Extract exactly the range of lines bounded by the line containing "Reviewer note: verify that each instance of the bench" and the final line of the listing, both ends included, and no other lines.

- Material for the task:
______________________________

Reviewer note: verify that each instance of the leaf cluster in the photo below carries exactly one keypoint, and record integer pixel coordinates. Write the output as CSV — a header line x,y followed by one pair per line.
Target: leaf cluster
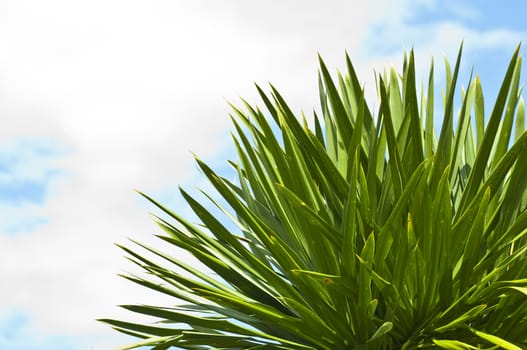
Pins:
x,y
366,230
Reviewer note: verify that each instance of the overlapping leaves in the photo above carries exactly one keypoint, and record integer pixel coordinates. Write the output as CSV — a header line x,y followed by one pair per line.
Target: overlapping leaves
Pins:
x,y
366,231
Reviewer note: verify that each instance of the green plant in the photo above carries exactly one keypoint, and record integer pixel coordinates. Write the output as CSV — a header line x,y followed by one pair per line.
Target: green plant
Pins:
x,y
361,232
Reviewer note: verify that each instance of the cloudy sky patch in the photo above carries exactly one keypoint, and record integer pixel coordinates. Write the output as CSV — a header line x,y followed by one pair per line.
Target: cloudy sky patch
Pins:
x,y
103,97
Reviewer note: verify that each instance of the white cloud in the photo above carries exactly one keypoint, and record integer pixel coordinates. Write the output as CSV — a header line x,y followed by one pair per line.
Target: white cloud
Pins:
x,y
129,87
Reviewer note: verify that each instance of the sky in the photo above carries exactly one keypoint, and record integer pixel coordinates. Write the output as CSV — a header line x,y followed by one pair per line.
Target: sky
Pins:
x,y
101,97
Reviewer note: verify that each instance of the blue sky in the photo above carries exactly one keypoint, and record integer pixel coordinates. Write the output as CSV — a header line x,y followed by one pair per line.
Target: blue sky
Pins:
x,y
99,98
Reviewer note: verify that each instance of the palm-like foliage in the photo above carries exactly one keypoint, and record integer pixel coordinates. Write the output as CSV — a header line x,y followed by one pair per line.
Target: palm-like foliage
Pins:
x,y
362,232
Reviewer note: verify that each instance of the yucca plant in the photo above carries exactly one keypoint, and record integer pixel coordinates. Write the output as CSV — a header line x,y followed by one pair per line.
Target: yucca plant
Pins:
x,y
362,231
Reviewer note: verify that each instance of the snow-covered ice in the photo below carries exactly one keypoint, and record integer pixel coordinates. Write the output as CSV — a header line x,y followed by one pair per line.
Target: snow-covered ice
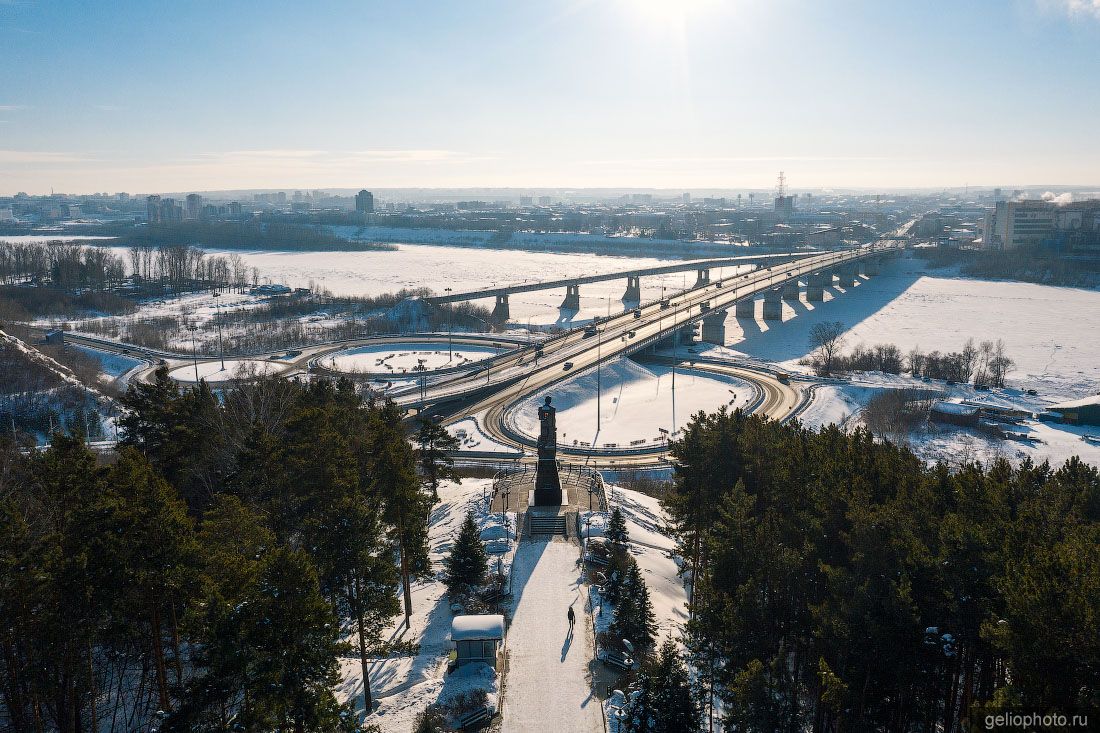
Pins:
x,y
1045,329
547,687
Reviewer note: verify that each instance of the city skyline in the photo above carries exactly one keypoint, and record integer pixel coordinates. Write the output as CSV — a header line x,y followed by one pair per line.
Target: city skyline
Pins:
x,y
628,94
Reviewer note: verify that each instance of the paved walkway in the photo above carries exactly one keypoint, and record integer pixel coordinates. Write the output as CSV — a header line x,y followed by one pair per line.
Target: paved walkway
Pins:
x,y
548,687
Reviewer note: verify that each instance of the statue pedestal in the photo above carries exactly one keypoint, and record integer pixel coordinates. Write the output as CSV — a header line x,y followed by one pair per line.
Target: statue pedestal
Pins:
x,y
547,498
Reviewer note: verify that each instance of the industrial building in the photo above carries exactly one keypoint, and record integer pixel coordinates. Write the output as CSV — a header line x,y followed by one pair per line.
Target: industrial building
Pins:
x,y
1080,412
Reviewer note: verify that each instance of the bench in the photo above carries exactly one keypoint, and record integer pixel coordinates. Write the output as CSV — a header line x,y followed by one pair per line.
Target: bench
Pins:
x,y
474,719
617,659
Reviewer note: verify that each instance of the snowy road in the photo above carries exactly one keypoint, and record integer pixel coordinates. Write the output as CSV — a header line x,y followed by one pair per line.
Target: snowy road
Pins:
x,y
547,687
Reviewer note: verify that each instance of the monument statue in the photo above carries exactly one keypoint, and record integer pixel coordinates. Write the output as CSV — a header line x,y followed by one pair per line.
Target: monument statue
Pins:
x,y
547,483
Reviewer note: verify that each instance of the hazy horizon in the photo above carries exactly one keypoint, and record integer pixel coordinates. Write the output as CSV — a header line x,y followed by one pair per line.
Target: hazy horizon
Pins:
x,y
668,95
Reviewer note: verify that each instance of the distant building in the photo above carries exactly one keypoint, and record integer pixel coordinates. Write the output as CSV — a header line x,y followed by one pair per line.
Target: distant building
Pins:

______________________________

- Complete answer:
Reviewer note: verify that each instance of the bench in the photo above carries exactly one keypoint, and record integer pixel coordinates. Write the output as CSV — a header line x,y followed by one pair per line.
Target: bench
Pins:
x,y
474,719
617,659
Reviewer note: verify that each instance of the snowy road in the photo above carries exactly one keypoint, and record integer pixel coordinates. Write the output as CSV — a header line x,y followed by one pair per line.
Target: snowy road
Pins:
x,y
547,687
Reviewer note: verify that each instance of the monument statue in the photo above carries exactly one keypoint, and record integer pixel coordinates. Write the output as CSV — a header line x,y followed by one pair per line.
Target: monument statue
Pins:
x,y
547,483
Reviewer note: verify that each instance of the hazy horizon in the photo above carries exactly one keypoint, and record integer pixel coordinates. Write the output as CSV — a header line x,y followed by one pair per line.
Target: hazy horizon
Pins:
x,y
668,95
Reviewer note: verify that each instance of the distant building in the photo above carries exactly one keypoint, and record integer pixel coordinates. Write the output as CSV — a header line x,y followed by one pair per line.
Target: distant building
Pins:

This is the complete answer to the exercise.